§ **The request**: Give the data again from the line with "Report the position of each instance of the white house" to the line with "[[615, 287]]", replacing "gravel border" with "gravel edging" wherever it occurs and leaving everything else unchanged.
** Start of Raw records **
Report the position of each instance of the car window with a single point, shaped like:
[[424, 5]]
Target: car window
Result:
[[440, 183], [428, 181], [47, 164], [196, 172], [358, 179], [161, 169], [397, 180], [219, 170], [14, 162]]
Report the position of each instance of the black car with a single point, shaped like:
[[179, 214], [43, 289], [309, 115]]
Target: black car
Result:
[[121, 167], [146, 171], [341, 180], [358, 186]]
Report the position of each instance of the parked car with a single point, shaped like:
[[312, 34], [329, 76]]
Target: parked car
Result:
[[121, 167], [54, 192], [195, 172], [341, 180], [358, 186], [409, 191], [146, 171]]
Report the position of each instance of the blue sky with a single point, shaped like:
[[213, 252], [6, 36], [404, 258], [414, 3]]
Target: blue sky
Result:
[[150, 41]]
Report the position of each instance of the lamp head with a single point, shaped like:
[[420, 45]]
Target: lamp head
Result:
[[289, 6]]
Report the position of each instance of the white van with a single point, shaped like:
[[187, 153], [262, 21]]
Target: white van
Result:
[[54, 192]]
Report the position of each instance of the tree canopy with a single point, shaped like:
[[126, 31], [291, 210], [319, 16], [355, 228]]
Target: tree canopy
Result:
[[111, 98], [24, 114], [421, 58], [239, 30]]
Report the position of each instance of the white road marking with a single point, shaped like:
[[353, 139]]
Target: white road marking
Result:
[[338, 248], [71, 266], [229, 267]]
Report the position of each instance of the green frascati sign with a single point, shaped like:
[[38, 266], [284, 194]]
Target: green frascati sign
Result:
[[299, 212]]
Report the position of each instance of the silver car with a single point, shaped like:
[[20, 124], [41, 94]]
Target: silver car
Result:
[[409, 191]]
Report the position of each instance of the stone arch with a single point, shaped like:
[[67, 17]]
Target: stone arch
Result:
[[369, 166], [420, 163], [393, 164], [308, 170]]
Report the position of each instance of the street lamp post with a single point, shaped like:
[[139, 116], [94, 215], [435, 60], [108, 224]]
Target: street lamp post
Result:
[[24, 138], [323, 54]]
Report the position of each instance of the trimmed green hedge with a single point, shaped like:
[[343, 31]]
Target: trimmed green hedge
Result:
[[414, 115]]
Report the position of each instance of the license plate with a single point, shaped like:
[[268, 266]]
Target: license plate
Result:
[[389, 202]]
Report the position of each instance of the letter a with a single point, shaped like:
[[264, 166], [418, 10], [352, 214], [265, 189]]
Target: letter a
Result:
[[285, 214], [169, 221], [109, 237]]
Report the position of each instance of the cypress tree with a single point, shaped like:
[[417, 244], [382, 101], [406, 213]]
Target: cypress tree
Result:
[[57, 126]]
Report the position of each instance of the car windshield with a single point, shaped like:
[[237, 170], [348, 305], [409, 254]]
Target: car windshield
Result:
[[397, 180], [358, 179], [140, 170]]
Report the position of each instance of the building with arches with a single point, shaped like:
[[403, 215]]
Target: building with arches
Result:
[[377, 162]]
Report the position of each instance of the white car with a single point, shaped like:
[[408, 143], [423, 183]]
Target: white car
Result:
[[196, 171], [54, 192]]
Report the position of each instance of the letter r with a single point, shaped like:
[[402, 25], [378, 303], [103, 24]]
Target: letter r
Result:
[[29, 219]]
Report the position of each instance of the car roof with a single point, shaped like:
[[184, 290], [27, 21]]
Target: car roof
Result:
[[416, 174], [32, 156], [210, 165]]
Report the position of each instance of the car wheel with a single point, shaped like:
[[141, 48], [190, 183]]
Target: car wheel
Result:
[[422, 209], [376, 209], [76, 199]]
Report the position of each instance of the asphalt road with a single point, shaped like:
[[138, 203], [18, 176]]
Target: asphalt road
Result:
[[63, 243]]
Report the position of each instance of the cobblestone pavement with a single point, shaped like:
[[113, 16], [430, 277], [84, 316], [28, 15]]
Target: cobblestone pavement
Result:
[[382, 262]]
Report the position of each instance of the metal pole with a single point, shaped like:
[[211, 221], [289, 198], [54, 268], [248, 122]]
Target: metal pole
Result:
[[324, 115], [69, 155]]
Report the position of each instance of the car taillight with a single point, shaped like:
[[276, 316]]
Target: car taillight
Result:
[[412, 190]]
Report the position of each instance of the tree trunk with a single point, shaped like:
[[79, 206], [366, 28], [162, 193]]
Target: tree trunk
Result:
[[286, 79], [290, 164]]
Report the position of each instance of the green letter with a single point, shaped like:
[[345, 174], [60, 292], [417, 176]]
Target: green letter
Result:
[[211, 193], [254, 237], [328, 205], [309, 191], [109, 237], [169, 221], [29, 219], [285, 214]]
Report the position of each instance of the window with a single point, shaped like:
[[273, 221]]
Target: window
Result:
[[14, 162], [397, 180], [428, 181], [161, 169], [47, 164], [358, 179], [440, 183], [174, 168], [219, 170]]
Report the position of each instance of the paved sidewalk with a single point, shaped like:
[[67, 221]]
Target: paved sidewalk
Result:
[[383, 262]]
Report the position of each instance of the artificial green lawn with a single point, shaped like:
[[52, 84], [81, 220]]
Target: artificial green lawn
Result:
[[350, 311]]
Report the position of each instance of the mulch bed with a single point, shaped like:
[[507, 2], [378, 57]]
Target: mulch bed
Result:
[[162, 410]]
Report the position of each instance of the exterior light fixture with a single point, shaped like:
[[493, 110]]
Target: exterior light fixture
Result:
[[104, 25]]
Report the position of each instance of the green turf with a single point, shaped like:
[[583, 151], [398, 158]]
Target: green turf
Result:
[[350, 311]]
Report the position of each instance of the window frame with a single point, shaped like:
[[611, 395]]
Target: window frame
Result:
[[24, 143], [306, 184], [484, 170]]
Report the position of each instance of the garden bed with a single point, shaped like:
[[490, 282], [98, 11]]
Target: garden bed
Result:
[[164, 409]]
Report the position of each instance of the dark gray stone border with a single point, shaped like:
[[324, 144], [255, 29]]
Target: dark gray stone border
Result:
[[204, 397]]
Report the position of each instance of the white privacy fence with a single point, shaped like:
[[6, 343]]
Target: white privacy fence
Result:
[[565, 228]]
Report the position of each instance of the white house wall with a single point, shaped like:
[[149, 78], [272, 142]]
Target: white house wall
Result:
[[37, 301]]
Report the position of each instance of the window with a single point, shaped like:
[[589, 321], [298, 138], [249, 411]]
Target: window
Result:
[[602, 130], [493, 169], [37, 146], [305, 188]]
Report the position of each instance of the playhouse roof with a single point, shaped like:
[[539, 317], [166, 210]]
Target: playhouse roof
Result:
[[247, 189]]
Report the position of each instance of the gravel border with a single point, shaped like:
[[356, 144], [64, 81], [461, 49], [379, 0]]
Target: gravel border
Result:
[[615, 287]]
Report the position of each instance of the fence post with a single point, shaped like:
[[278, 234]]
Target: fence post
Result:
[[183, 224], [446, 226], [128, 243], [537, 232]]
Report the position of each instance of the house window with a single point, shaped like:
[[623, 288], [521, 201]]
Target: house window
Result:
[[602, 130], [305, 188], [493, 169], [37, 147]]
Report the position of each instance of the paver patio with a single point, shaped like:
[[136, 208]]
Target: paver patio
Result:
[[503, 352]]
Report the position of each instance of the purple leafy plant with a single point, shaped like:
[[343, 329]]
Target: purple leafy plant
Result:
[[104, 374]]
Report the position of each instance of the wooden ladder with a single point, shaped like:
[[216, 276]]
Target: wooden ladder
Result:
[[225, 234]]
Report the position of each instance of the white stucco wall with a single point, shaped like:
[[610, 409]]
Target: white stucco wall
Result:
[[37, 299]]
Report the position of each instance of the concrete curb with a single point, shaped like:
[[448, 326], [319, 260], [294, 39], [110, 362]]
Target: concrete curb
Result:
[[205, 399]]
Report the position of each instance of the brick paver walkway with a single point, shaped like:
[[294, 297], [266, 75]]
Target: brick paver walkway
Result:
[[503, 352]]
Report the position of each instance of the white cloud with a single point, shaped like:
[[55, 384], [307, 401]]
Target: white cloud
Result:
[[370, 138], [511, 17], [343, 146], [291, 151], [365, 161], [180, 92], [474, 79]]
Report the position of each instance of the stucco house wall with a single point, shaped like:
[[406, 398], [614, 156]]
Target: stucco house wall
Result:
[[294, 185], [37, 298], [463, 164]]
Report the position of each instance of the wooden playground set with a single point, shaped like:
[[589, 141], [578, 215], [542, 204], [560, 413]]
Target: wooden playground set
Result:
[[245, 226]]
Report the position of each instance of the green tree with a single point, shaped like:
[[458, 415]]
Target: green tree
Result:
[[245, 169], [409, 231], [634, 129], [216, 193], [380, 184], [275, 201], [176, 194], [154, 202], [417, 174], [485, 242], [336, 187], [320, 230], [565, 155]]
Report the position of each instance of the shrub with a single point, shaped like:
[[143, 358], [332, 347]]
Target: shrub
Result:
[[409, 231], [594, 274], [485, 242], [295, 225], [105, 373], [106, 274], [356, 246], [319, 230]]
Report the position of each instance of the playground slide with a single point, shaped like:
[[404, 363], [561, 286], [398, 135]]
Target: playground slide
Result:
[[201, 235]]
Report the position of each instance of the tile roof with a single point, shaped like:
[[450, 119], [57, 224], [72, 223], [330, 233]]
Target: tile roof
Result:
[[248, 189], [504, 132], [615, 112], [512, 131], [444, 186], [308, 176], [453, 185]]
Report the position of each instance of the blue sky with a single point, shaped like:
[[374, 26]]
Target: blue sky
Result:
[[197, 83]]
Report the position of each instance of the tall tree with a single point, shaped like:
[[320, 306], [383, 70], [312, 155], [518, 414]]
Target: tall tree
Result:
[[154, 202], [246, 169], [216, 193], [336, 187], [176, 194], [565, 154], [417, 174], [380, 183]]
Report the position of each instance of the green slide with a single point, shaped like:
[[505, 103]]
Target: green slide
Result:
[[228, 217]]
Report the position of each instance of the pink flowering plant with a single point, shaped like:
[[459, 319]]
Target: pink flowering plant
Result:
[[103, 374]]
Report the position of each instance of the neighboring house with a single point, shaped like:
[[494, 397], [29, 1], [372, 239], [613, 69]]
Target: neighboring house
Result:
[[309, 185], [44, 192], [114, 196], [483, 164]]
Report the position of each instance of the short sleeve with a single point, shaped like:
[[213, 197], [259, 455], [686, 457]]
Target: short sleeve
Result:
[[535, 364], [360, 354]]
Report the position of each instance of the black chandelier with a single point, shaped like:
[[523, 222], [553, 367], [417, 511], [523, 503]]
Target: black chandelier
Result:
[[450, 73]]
** End of Raw records **
§ **Correct response**:
Report the position of each instance of the white house wall with a single point, shaped like:
[[149, 78], [272, 142]]
Target: white house wall
Result:
[[37, 301]]
Report the position of each instance of the window with a single point, shaped like:
[[589, 321], [298, 138], [249, 411]]
Target: window
Result:
[[602, 130], [493, 169], [37, 146], [305, 188]]
Report the position of each instance of the playhouse roof with a single point, shaped like:
[[539, 317], [166, 210]]
Target: playhouse roof
Result:
[[247, 189]]
Report the position of each instance of the gravel edging with a single point, shaped like:
[[356, 144], [64, 81], [461, 49], [379, 0]]
Target: gravel edging
Result:
[[615, 287]]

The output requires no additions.